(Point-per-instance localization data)

--- START ---

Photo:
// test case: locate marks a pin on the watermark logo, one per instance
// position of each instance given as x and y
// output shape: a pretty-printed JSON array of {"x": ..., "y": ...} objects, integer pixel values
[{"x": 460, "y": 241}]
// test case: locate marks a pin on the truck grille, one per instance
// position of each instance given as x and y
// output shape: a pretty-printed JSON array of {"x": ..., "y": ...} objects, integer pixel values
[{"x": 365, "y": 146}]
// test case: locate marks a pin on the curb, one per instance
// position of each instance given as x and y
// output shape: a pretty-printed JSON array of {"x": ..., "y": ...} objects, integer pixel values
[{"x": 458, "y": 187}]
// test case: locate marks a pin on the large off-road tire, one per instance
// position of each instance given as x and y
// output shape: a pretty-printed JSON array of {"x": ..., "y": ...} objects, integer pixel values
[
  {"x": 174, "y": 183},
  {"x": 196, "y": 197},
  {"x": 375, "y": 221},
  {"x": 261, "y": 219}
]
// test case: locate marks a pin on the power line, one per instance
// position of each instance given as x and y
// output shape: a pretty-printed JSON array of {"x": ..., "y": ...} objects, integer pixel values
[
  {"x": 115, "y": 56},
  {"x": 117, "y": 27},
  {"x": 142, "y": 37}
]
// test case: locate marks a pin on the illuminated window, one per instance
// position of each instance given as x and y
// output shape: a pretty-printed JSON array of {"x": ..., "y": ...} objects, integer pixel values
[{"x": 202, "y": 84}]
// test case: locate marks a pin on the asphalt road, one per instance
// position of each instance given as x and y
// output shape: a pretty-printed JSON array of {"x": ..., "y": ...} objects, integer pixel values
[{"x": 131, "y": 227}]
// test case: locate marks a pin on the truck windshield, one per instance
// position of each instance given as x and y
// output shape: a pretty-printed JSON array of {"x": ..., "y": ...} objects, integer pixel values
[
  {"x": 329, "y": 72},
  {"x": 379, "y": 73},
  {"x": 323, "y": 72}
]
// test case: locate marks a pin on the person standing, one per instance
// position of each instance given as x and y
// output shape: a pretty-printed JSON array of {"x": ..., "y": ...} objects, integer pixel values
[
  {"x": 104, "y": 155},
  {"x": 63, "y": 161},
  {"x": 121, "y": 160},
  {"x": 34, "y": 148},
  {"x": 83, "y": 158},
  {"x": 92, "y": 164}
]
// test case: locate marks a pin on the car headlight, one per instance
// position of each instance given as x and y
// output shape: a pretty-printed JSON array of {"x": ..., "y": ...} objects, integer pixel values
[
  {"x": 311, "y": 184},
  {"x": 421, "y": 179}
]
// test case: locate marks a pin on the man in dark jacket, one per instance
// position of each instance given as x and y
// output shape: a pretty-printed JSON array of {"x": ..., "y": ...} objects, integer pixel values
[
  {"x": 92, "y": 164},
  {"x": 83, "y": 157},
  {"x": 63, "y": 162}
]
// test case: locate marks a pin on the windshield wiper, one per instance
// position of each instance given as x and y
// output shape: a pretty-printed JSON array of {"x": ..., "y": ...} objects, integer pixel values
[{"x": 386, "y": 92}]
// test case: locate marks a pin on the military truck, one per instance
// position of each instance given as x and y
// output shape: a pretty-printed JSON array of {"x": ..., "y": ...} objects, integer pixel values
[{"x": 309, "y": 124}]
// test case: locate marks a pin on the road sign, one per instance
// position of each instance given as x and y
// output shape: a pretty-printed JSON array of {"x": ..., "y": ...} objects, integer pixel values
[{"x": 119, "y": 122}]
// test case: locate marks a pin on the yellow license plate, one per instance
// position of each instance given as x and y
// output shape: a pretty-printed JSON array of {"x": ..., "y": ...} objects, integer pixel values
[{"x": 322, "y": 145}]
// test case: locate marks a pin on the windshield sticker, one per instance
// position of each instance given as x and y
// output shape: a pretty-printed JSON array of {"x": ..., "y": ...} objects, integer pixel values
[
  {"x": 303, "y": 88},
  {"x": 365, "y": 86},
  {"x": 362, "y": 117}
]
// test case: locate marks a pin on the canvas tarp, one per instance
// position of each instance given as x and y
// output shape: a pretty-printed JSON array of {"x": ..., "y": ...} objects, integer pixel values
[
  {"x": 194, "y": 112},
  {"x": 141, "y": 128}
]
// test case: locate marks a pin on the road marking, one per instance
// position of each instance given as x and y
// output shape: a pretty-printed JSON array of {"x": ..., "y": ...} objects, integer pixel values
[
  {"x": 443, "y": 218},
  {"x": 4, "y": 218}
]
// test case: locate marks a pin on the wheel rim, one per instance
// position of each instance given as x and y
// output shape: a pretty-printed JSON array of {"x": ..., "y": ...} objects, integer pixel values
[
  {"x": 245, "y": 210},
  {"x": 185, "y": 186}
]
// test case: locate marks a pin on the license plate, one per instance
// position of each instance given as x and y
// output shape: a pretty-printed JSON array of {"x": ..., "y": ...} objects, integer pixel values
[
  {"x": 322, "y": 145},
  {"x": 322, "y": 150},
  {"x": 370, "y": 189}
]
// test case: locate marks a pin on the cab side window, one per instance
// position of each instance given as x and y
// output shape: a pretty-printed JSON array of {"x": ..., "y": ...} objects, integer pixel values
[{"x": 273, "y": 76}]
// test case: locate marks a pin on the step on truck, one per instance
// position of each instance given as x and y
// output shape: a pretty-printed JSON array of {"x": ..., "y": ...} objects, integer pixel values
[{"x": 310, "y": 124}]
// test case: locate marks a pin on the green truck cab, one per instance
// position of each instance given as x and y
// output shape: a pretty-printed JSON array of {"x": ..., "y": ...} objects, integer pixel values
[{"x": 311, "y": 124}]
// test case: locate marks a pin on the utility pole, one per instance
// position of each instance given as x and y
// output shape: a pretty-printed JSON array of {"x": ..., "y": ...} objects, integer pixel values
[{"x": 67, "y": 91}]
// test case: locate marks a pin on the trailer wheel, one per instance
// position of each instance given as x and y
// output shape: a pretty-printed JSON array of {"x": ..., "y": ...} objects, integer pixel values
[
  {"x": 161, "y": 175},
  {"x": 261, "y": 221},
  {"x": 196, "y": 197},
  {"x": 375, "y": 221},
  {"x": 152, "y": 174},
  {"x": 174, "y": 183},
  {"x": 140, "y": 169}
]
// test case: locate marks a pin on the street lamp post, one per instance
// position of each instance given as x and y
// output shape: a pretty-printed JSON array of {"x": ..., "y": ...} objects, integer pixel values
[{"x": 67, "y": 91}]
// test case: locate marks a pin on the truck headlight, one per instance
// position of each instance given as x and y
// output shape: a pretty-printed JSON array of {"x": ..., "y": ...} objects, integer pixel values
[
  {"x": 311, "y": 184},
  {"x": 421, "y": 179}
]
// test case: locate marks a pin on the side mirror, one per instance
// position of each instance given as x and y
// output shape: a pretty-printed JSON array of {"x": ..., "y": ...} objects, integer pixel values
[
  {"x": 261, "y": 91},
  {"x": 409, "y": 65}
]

--- END ---
--- START ---

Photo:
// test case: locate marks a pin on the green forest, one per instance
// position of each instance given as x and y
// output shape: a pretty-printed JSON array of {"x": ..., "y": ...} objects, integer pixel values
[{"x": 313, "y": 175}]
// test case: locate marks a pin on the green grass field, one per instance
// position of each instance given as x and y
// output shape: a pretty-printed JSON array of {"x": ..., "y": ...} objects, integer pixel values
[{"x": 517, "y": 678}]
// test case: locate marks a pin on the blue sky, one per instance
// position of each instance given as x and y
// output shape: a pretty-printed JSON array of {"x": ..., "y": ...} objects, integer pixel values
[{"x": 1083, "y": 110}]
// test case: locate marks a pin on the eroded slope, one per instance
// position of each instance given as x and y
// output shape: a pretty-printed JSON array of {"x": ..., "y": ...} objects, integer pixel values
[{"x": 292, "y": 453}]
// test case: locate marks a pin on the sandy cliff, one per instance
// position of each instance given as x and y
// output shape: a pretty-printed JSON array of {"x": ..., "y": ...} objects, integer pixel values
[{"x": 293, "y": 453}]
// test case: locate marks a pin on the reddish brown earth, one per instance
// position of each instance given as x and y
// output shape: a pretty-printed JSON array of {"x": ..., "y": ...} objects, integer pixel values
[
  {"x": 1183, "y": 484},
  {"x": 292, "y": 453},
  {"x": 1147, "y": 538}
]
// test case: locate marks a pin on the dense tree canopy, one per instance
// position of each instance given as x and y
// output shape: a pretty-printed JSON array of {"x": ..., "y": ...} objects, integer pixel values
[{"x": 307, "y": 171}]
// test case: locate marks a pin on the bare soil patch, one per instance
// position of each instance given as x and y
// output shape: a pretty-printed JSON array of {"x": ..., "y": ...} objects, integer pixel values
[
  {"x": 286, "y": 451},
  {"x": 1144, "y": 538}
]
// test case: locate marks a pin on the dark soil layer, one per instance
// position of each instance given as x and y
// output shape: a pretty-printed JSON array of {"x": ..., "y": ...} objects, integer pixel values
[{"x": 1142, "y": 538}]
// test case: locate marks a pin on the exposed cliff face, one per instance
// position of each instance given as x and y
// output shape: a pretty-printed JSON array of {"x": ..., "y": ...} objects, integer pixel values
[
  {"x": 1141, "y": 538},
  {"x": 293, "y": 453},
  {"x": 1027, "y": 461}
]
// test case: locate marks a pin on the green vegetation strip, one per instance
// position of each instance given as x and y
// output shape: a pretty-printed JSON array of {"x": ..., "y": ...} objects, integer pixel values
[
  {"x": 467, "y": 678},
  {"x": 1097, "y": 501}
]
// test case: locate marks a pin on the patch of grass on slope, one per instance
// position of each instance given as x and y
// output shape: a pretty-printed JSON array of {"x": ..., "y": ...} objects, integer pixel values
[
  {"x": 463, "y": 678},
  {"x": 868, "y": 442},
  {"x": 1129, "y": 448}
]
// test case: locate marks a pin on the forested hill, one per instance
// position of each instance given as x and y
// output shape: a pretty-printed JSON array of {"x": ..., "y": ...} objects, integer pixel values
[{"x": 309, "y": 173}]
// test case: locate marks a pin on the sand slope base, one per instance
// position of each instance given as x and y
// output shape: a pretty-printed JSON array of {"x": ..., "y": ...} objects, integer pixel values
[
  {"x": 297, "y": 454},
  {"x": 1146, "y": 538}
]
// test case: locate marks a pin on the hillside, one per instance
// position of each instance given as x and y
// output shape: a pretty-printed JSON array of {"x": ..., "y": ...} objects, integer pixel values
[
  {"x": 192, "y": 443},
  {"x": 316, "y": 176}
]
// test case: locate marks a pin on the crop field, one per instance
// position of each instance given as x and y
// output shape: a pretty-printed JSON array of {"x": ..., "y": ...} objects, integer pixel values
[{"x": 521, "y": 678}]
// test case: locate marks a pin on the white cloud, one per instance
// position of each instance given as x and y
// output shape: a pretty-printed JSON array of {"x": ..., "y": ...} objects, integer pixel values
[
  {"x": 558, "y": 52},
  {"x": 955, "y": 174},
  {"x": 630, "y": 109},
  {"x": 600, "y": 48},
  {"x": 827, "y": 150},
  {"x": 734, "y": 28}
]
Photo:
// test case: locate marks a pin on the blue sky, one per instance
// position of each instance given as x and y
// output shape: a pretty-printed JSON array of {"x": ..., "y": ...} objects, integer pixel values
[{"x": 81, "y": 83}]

--- END ---
--- START ---

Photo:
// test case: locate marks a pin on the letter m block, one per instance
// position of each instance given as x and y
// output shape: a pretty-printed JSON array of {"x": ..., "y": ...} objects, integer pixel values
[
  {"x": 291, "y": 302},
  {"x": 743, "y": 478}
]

--- END ---

WHAT THIS TASK INVOLVES | Copy each line from the entries above that has the word "road" in it.

RESULT OF THE TASK |
// test case: locate marks a pin on the large off-road tire, one per instance
// test case: locate marks a pin on the asphalt road, one per instance
// test case: locate marks a pin on the road sign, one per instance
// test case: locate marks a pin on the road marking, one per instance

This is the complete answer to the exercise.